» **GOAL 1**
Extract every line from the records below that contains the word "gray".

» **GIVEN TEXT**
- - - - - - -

Thursday, February 17, 2022

Counting the stars...

"He determines the number of the stars and calls them each by name." Psalm 147:4

       Do you think you could do that? Did you ever try to count the stars ? I have. When I was a boy in Canada, where the stars twinkle and shine so clearly, we used to watch for the first star, and the first one who saw it would say:

Star light, star bright,
First star I've seen to-night?

       Then we would see who could count the stars as they appeared. One, two, four, five, seven, eight, ten, twenty, fifty, eighty, and in a little while we all would be lost, both in arithmetic and in wonder.
       They call a man who watches and studies the stars an astronomer, and the astronomers have tried to count the stars, and partly by counting, and partly by guessing they tell us there must be between 2,000 and 3,000 millions of stars and each one is different, for one star differeth from another star in glory.
       We cannot count the stars, but God can. He counts them all and names them, for He made them and the stars are not little tiny sparks of fire, but great wonderful worlds. The great sun that lights and warms our world is just a star, and a little star. Every star we see in the sky is a sun, hundreds of times bigger than our sun. It is because they are so far away that they look so tiny and so small. Some of the stars in the Milky Way are a hundred thousand trillion miles away. Think of a hundred thousand trillion miles. Try and write out a hundred thousand trillion. You put down the figure 1 then you write 100, then 100,000, then 100,000,000, then you write 100,000,000,000, then you write a hundred thousand trillion like this, 100,000,000,000,000,000; and that is the distance some of the stars in the Milky Way are from our sun.

- - - - - - -

» **RECORDS SUPPLIED**
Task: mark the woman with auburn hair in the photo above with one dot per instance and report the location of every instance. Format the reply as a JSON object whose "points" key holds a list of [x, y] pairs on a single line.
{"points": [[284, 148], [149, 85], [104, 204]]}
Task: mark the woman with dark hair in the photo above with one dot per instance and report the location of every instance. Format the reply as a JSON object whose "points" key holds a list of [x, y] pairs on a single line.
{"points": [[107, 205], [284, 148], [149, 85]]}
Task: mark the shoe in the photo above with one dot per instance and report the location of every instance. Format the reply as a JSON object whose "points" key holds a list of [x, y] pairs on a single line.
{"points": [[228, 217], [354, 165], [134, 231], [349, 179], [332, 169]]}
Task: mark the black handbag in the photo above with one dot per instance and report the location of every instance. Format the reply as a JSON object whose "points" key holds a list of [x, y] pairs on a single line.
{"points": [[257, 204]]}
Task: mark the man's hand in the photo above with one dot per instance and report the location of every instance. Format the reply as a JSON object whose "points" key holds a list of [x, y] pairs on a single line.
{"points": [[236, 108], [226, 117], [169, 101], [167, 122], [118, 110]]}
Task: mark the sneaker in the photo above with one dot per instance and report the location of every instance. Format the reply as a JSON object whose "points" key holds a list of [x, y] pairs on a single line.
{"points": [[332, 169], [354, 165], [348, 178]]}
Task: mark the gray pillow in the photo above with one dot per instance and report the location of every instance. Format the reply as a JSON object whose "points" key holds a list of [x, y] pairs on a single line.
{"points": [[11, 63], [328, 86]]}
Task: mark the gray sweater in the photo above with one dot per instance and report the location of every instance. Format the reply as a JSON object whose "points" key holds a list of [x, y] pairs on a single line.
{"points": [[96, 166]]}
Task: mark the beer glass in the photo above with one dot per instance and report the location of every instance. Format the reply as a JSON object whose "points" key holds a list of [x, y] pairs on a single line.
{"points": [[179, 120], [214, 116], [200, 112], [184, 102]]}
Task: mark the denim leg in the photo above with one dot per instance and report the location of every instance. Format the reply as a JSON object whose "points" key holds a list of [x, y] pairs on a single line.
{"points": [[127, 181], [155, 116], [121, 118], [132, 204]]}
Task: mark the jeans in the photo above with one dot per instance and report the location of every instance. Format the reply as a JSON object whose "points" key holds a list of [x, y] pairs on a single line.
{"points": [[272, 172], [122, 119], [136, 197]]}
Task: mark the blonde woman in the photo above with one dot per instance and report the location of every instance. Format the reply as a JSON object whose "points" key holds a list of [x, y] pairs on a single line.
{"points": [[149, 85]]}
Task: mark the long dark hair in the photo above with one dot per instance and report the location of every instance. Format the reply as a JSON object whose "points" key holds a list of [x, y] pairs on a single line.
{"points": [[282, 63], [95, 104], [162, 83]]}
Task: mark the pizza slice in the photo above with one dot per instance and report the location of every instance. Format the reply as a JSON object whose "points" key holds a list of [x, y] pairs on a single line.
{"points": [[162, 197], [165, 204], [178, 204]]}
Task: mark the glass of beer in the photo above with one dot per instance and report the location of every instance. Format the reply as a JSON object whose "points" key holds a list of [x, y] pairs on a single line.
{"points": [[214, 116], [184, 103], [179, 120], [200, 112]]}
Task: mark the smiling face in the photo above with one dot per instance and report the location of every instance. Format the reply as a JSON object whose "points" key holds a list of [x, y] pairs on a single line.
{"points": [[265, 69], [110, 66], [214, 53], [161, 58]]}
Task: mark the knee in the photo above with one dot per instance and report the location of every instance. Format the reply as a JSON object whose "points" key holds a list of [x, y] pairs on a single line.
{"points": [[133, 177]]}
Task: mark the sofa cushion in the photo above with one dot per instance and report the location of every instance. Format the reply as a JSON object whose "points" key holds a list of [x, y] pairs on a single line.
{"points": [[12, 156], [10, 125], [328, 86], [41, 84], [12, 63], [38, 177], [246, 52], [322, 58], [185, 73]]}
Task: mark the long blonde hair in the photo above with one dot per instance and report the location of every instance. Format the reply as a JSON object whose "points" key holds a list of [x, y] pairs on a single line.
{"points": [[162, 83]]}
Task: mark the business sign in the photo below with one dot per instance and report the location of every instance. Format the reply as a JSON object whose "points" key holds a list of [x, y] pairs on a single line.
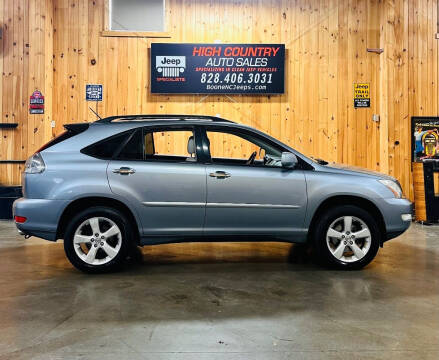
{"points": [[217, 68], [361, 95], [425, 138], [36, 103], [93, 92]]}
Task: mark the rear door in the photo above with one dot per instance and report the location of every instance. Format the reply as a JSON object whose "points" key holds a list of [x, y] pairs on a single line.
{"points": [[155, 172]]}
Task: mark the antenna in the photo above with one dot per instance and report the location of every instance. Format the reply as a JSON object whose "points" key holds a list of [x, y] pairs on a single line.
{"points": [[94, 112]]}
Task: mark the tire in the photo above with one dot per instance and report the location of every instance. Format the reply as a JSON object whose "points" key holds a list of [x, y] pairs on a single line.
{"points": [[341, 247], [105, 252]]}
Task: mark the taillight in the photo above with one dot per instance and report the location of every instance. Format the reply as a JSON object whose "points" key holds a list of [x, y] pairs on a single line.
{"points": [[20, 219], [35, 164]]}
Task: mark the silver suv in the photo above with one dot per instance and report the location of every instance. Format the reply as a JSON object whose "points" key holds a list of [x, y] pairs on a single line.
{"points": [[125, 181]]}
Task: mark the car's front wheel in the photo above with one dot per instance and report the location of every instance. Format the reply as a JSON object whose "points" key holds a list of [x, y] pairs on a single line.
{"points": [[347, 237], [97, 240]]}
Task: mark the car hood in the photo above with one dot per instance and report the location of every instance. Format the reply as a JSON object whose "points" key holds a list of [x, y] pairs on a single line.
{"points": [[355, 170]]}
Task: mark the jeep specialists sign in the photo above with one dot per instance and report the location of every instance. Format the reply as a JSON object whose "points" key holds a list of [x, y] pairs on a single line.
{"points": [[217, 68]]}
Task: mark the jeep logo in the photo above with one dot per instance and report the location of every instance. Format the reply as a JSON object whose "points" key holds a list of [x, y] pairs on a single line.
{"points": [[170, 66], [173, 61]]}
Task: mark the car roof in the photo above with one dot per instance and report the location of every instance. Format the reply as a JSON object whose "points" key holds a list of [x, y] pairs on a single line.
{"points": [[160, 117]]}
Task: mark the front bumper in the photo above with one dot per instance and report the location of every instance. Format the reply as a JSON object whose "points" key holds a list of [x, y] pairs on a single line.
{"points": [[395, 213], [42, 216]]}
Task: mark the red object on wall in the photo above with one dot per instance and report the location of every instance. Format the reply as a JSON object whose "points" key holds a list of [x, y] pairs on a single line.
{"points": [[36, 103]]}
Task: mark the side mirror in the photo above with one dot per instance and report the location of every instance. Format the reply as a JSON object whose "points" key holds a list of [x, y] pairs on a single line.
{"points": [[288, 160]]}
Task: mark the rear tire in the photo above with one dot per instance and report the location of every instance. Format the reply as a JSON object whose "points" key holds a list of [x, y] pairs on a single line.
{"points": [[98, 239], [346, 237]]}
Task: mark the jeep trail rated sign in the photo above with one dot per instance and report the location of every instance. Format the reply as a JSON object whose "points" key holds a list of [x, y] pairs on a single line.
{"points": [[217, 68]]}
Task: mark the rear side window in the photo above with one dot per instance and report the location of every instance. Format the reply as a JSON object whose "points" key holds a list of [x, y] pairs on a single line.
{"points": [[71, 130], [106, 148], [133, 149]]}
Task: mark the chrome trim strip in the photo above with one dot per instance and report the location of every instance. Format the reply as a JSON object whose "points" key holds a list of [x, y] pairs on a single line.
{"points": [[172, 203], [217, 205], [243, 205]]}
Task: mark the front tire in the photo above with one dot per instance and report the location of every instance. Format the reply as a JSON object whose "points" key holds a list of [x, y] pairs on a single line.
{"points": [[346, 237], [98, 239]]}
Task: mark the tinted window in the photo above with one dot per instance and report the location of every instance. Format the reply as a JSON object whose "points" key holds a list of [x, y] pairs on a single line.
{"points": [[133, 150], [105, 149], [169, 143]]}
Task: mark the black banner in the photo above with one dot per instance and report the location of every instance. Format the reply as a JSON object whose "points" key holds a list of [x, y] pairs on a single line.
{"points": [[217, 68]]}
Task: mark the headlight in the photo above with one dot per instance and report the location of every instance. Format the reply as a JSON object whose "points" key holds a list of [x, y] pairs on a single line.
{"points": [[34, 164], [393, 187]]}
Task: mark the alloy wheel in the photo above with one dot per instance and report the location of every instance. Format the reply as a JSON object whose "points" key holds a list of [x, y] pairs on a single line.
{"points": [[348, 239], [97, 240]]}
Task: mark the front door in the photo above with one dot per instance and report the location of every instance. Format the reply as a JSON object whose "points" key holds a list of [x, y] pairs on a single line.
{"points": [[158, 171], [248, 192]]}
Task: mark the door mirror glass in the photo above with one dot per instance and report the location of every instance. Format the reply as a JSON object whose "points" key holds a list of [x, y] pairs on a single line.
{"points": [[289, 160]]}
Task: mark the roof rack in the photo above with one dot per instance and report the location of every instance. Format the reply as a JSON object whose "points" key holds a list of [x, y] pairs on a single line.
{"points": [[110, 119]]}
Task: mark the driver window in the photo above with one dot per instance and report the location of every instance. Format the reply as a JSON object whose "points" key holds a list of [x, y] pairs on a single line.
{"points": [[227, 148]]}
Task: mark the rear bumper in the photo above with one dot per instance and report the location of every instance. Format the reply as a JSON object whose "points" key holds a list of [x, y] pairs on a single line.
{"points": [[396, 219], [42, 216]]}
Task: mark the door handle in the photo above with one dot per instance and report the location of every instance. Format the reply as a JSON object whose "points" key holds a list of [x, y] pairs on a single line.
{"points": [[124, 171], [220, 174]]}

- - - - - - -

» **GOAL 2**
Reproduce the stretch of the passage about counting the stars from "Counting the stars..." through "I've seen to-night?".

» **FULL OUTPUT 1**
Task: mark the gray pillow in the photo above with one dot per instance and report the location of every instance. Format the reply as a JSON object whose "points" key holds a list of [x, y] pairs on a single line.
Task: mark the gray sweater in the photo above with one dot per instance and report the location of every instance. Format the reply as a JSON object whose "points" key holds a list of [x, y] pairs on a single line.

» **FULL OUTPUT 2**
Counting the stars...

"He determines the number of the stars and calls them each by name." Psalm 147:4

       Do you think you could do that? Did you ever try to count the stars ? I have. When I was a boy in Canada, where the stars twinkle and shine so clearly, we used to watch for the first star, and the first one who saw it would say:

Star light, star bright,
First star I've seen to-night?